*Aim of the task:*
Return every line in the records below that contains the string "xmin". Matching is case-sensitive.

*The records:*
▬▬▬▬▬▬

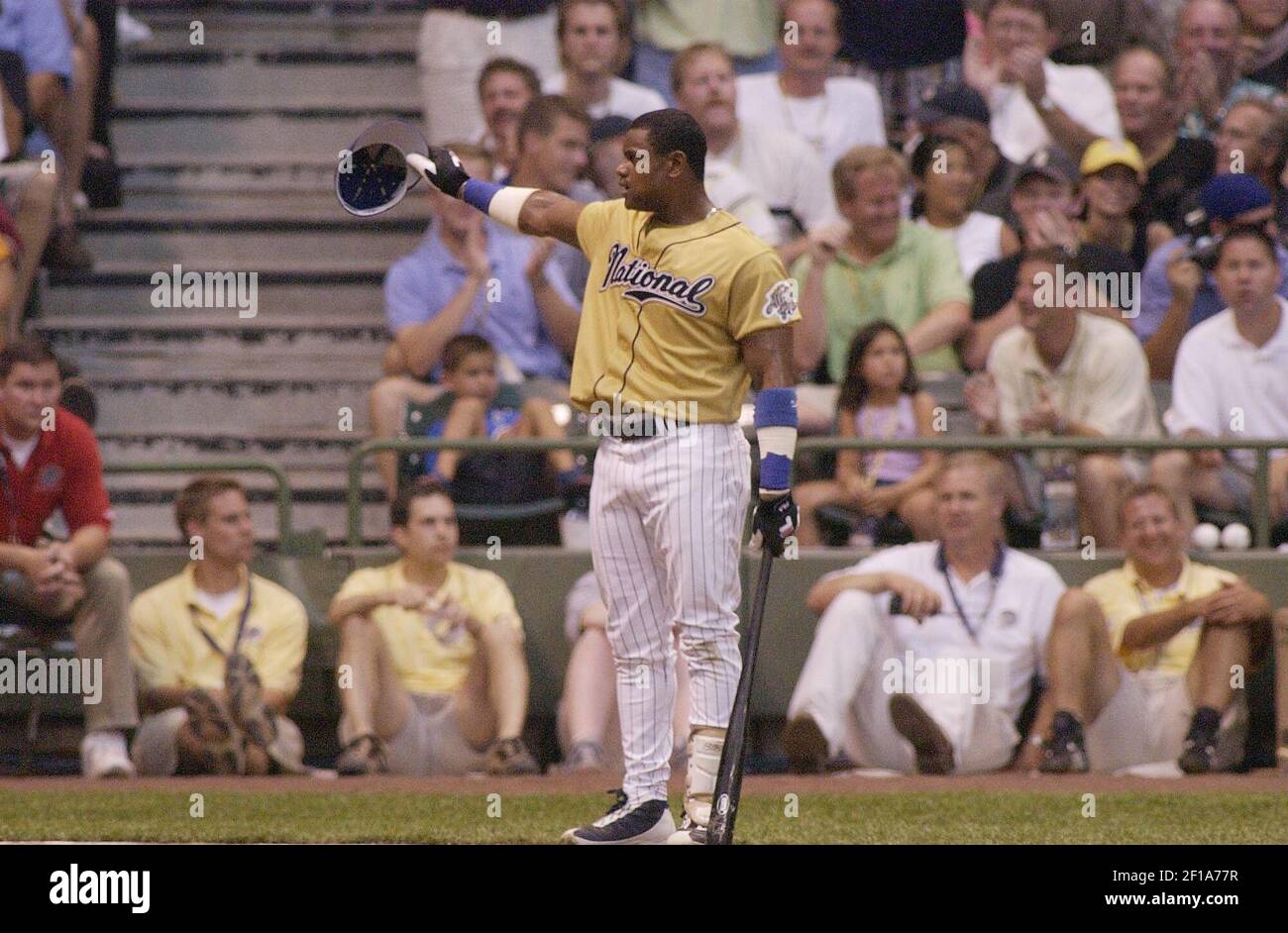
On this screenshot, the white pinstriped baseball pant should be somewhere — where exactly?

▬▬▬▬▬▬

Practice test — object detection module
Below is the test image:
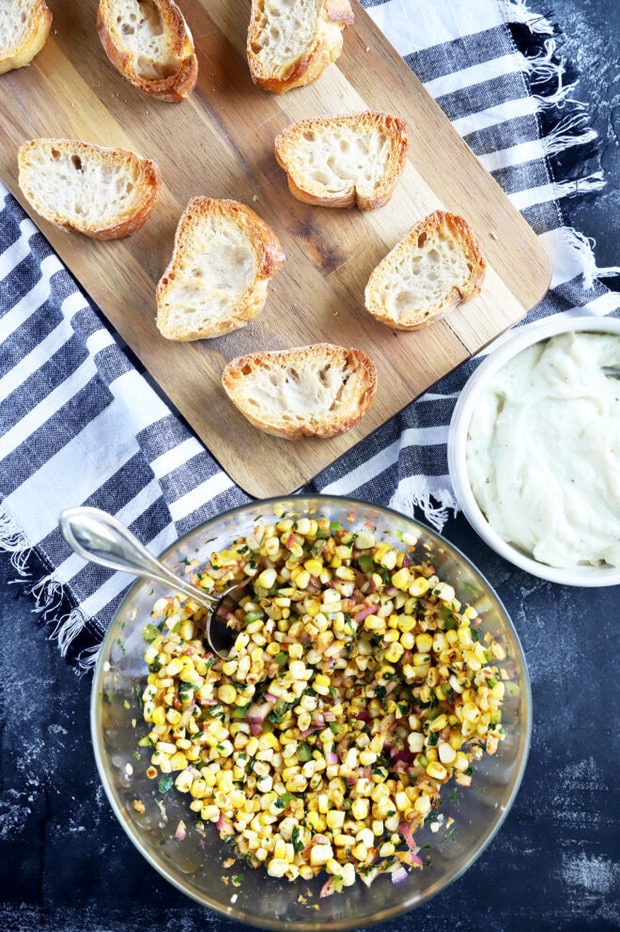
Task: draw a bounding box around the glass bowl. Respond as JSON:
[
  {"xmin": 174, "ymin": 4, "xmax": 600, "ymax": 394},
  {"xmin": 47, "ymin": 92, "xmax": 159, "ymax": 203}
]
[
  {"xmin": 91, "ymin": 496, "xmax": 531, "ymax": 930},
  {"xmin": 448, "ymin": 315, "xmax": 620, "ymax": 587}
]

▬▬▬▬▬▬

*Exercise answer:*
  {"xmin": 174, "ymin": 4, "xmax": 600, "ymax": 394},
  {"xmin": 47, "ymin": 92, "xmax": 159, "ymax": 203}
  {"xmin": 91, "ymin": 496, "xmax": 531, "ymax": 930},
  {"xmin": 448, "ymin": 315, "xmax": 620, "ymax": 587}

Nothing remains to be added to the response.